What to work on
Everything from the line containing "of the white" down to the last line of the entries below must be transcribed exactly, and nothing else.

Records provided
start

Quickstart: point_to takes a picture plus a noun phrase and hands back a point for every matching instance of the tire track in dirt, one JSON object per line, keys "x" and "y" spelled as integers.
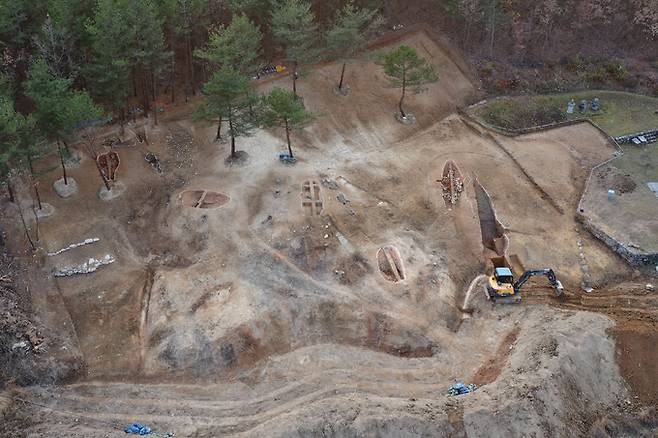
{"x": 488, "y": 136}
{"x": 145, "y": 301}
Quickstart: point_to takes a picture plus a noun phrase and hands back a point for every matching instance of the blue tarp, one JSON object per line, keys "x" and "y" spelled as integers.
{"x": 286, "y": 158}
{"x": 138, "y": 429}
{"x": 459, "y": 388}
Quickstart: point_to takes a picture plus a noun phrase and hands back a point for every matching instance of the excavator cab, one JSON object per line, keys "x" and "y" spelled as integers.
{"x": 501, "y": 286}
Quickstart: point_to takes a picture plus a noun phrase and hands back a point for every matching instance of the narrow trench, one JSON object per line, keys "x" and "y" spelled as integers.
{"x": 145, "y": 300}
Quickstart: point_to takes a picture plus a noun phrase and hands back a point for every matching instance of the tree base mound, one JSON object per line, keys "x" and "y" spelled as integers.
{"x": 115, "y": 191}
{"x": 65, "y": 190}
{"x": 342, "y": 91}
{"x": 46, "y": 210}
{"x": 240, "y": 159}
{"x": 408, "y": 119}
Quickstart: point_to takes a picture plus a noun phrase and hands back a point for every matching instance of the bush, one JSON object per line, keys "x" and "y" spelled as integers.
{"x": 617, "y": 70}
{"x": 522, "y": 113}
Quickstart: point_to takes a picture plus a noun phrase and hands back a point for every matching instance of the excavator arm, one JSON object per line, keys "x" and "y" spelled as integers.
{"x": 557, "y": 285}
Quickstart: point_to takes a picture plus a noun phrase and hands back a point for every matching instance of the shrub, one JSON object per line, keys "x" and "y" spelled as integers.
{"x": 522, "y": 113}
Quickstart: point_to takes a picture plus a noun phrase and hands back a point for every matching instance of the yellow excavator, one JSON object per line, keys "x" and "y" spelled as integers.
{"x": 501, "y": 287}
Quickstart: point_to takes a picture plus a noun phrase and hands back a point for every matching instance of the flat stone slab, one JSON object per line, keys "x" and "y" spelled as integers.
{"x": 342, "y": 91}
{"x": 115, "y": 191}
{"x": 65, "y": 190}
{"x": 46, "y": 210}
{"x": 409, "y": 119}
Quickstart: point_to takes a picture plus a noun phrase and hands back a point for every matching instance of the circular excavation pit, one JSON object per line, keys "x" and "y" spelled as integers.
{"x": 204, "y": 199}
{"x": 390, "y": 264}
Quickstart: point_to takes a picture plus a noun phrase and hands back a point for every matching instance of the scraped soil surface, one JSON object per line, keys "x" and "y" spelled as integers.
{"x": 279, "y": 314}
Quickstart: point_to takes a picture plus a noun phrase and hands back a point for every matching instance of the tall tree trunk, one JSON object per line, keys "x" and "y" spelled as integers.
{"x": 219, "y": 129}
{"x": 342, "y": 77}
{"x": 30, "y": 164}
{"x": 493, "y": 27}
{"x": 100, "y": 172}
{"x": 36, "y": 223}
{"x": 173, "y": 76}
{"x": 404, "y": 92}
{"x": 288, "y": 138}
{"x": 10, "y": 189}
{"x": 122, "y": 124}
{"x": 61, "y": 159}
{"x": 134, "y": 80}
{"x": 153, "y": 83}
{"x": 155, "y": 105}
{"x": 36, "y": 193}
{"x": 230, "y": 127}
{"x": 145, "y": 94}
{"x": 27, "y": 232}
{"x": 190, "y": 63}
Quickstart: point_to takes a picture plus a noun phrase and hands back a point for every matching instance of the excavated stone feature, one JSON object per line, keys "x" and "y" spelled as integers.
{"x": 115, "y": 191}
{"x": 452, "y": 183}
{"x": 390, "y": 264}
{"x": 88, "y": 241}
{"x": 312, "y": 203}
{"x": 65, "y": 190}
{"x": 204, "y": 199}
{"x": 87, "y": 267}
{"x": 109, "y": 164}
{"x": 45, "y": 211}
{"x": 493, "y": 232}
{"x": 408, "y": 119}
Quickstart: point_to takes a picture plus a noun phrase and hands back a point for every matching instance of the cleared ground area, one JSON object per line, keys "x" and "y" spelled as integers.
{"x": 340, "y": 296}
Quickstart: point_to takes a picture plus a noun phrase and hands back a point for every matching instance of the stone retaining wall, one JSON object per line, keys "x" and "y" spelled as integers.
{"x": 632, "y": 257}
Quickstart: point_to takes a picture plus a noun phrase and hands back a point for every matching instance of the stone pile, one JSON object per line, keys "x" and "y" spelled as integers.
{"x": 75, "y": 245}
{"x": 87, "y": 267}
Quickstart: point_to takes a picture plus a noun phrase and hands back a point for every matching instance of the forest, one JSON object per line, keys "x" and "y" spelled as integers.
{"x": 71, "y": 62}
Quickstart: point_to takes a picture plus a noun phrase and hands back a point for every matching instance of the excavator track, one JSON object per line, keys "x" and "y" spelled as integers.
{"x": 634, "y": 304}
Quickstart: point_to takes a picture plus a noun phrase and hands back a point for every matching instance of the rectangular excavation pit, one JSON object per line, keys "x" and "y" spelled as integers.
{"x": 312, "y": 203}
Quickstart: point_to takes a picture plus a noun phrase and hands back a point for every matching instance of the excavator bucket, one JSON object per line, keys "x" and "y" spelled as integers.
{"x": 559, "y": 289}
{"x": 505, "y": 299}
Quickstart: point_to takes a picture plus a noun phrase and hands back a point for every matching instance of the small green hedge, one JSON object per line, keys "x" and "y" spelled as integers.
{"x": 521, "y": 113}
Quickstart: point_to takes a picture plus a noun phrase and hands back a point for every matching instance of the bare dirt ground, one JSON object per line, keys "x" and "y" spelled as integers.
{"x": 268, "y": 317}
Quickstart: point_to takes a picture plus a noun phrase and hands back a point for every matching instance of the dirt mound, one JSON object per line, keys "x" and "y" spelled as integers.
{"x": 204, "y": 199}
{"x": 390, "y": 264}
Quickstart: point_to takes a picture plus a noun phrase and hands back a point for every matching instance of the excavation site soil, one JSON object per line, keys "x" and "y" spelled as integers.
{"x": 342, "y": 295}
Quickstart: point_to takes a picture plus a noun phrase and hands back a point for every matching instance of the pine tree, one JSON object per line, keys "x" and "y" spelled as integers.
{"x": 16, "y": 135}
{"x": 349, "y": 34}
{"x": 237, "y": 45}
{"x": 111, "y": 38}
{"x": 59, "y": 108}
{"x": 406, "y": 68}
{"x": 183, "y": 19}
{"x": 227, "y": 96}
{"x": 282, "y": 109}
{"x": 294, "y": 27}
{"x": 148, "y": 57}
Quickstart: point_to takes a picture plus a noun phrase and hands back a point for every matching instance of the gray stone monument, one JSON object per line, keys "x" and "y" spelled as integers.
{"x": 571, "y": 106}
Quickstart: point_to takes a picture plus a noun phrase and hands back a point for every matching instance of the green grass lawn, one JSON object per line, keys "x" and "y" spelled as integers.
{"x": 622, "y": 113}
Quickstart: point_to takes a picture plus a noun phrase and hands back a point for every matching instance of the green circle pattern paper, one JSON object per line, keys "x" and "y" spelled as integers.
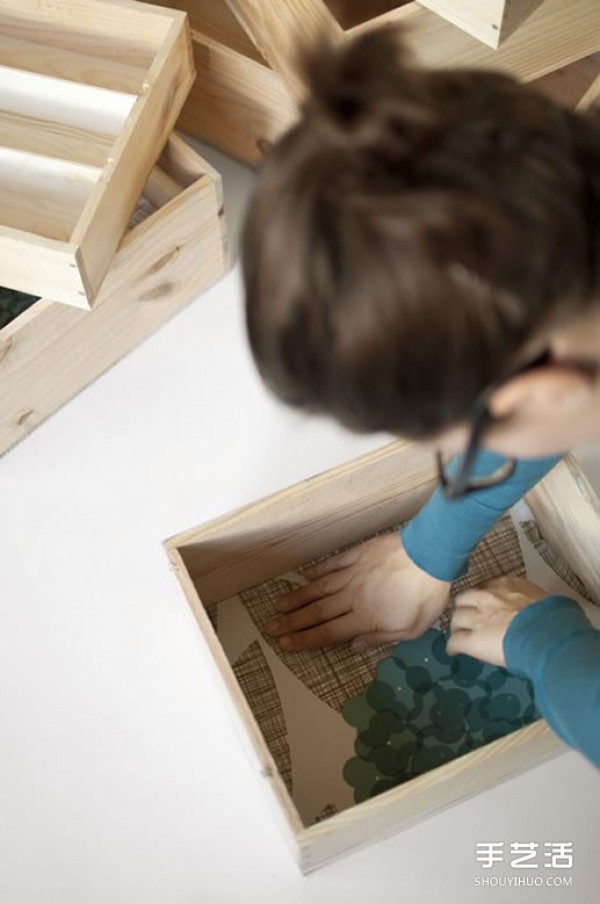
{"x": 425, "y": 709}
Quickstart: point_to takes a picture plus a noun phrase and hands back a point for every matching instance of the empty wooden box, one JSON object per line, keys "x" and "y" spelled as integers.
{"x": 240, "y": 102}
{"x": 52, "y": 351}
{"x": 237, "y": 103}
{"x": 491, "y": 22}
{"x": 89, "y": 93}
{"x": 315, "y": 517}
{"x": 554, "y": 33}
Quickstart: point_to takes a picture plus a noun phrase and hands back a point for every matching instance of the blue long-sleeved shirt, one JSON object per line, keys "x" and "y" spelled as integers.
{"x": 550, "y": 642}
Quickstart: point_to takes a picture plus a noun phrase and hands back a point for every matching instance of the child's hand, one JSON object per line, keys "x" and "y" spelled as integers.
{"x": 370, "y": 594}
{"x": 483, "y": 614}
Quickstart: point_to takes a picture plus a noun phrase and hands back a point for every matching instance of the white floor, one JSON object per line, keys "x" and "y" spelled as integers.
{"x": 121, "y": 778}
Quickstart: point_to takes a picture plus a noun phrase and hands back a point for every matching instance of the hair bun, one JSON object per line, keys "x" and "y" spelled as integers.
{"x": 365, "y": 93}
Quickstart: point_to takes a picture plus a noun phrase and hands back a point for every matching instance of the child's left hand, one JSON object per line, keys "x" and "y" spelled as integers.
{"x": 483, "y": 614}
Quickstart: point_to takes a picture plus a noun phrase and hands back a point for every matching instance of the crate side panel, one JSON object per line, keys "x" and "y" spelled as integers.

end

Solution
Quickstart: point_to takes a picture plus a noun phrase and hands back a point for every matching instance of the white floor, one JSON object per line, keys "x" and "y" spelled as integers.
{"x": 121, "y": 778}
Quickstart: point_to takes a picture plus a noun phrase and hands back a point for every matching instance of the hair bun, one JSON object per line, keys "x" and "y" spelled as integers.
{"x": 365, "y": 93}
Quickstart: point_to takes a picture plus a noun phrase and hands back a point for every matching instance of the child's left hand, one JSON object per line, keys "x" and "y" spelled as integers.
{"x": 483, "y": 614}
Quickstart: point_to takes a picture plus a noun phrase and hands back a point for every matching instance of the crate side panel, one JSON object per line, keys "x" and "y" spelled as integers.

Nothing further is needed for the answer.